Passage to read Start Marker

The world’s second-largest clothing-manufacturing country is facing a slew of struggles: coronavirus, cholera and contracted capacity owed to shrinking sourcing.
It’s a combination of challenges that could see the country’s supply chains imperiled over a longer term than Western brands and retailers might have anticipated.
“At least for the next six months we will not see any recovery,” Dr. Rubana Huq, president of the Bangladesh Garment Manufacturers and Exporters Association (BGMEA), said during a panel discussion hosted by Fibre2Fashion last week. At present, though factories are largely reopened, they are “mostly running at 55 percent capacity,” she said, with sourcing demand down. Bangladesh, according to Huq, will be looking at a “post-COVID reconstruction of the industry.”
First, however, it has to get to the post-COVID-19 period—but the country’s case counts have been climbing.
On Sunday the World Health Organization (WHO) reported 2,856 new coronavirus cases in Bangladesh, bringing its total case count to 84,379 and its fatalities to 1,139. On Saturday, 3,471 new cases were reported, as were 46 deaths. For comparison, new cases in China came in at 58 on Sunday, bringing its total number of COVID-19 cases reported by WHO to 84,729. The U.S. reported 22,133 new cases, taking its total to 2.03 million. Brazil, which in recent days became the second-hardest-hit country after the U.S., reported 25,982 new cases, bringing its total number of persons infected with the virus to 828,810.

Passage to read End Marker
Available data Start Marker

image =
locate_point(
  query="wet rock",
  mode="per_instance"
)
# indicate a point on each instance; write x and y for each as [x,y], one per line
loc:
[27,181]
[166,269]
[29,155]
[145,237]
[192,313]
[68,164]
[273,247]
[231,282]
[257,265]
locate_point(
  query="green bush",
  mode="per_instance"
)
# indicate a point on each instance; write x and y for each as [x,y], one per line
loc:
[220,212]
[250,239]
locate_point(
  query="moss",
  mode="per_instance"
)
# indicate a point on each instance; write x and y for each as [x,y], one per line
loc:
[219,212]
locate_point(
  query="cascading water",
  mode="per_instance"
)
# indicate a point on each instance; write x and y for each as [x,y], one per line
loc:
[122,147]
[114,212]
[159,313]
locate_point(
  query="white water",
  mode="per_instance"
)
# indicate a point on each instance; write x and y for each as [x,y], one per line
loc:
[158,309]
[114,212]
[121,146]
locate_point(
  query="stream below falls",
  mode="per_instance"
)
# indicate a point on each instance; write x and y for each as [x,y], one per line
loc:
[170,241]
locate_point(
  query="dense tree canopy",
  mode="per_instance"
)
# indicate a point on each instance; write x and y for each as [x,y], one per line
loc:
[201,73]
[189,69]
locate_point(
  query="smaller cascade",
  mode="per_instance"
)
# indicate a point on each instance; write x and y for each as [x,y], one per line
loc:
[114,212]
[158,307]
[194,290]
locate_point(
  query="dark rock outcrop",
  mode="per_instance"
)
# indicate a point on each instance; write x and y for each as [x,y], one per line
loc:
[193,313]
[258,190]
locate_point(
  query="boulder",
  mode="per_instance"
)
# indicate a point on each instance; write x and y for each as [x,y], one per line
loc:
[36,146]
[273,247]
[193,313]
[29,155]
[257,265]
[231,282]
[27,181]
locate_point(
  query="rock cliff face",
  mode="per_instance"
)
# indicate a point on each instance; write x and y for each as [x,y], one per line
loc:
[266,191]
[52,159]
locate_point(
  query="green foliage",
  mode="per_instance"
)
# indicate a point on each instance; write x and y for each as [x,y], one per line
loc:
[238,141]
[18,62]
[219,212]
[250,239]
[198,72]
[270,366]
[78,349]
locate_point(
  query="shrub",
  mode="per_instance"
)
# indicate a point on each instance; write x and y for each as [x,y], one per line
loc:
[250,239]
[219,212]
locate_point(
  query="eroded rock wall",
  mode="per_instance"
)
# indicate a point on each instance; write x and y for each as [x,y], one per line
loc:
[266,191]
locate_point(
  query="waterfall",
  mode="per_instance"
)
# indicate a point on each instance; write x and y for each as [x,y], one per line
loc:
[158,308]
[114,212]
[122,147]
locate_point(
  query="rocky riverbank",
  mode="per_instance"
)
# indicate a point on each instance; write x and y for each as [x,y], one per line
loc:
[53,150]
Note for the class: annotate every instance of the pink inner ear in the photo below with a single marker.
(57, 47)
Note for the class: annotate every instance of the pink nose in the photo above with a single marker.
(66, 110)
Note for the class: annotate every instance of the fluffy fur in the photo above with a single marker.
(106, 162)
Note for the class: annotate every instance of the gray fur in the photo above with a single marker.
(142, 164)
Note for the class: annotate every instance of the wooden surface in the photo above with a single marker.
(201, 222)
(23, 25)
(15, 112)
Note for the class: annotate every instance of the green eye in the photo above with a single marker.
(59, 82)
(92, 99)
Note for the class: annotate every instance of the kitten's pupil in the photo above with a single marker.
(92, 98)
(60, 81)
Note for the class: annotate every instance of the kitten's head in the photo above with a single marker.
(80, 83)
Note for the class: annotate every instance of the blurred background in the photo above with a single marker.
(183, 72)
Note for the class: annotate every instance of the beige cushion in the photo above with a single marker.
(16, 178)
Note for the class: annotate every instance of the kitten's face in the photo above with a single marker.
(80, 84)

Available data End Marker
Available data Start Marker

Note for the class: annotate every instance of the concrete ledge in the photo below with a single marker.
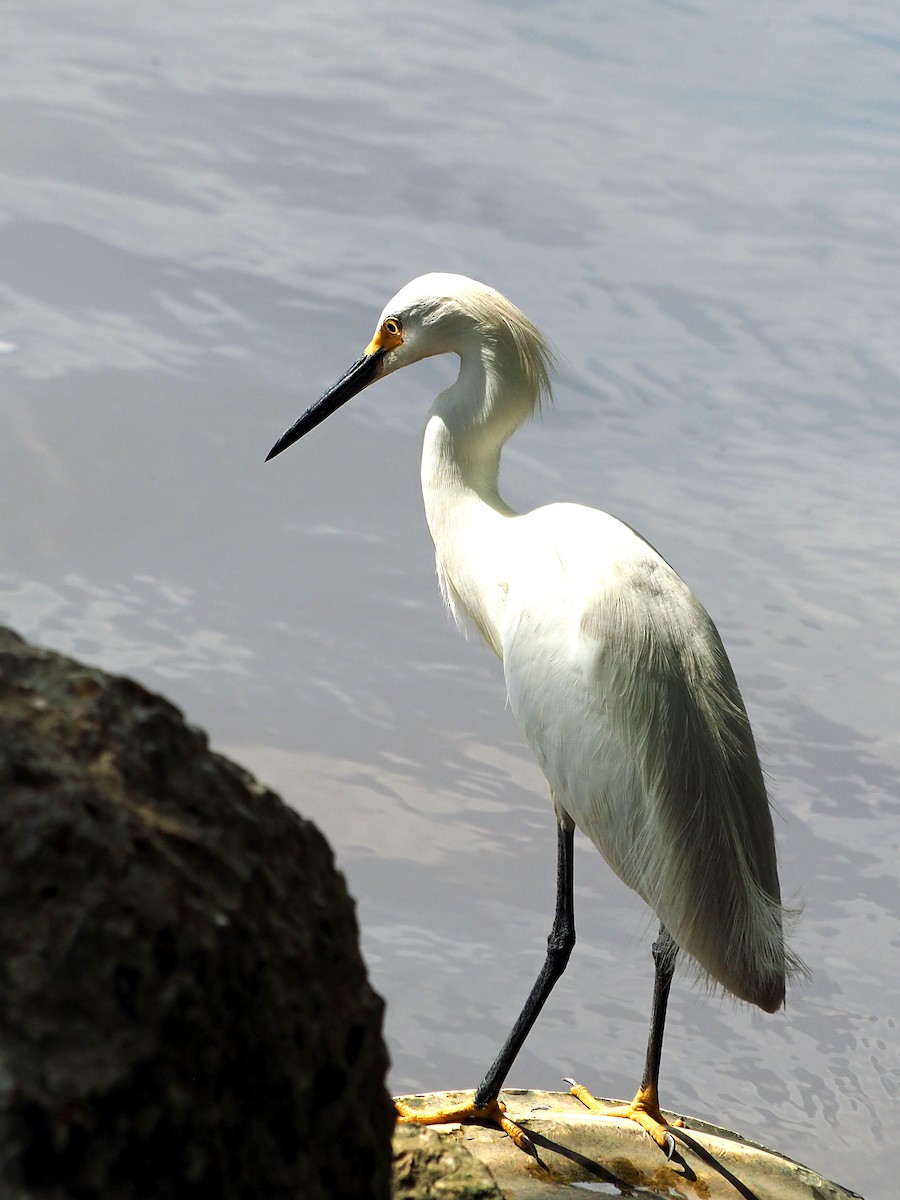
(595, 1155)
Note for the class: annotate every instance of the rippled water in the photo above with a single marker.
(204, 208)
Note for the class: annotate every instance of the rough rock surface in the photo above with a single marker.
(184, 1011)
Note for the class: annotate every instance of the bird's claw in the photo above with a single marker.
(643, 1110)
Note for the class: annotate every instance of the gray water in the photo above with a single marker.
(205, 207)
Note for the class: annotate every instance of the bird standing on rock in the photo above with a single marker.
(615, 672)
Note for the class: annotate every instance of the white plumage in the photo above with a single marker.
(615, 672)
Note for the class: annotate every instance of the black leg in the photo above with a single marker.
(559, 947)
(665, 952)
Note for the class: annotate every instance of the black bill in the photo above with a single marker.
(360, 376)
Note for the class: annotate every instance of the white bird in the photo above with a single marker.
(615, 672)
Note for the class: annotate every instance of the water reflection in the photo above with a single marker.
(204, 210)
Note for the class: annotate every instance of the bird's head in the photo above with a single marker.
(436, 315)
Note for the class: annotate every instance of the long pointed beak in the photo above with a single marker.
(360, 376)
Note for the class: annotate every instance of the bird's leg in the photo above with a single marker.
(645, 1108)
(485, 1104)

Available data End Marker

Exercise prompt
Reproduce the part of the article on Bangladesh's garment industry starting with "It’s a combination" and going on through "might have anticipated.". The items above are separate material and aren't part of the article on Bangladesh's garment industry.

Output of the exercise
It’s a combination of challenges that could see the country’s supply chains imperiled over a longer term than Western brands and retailers might have anticipated.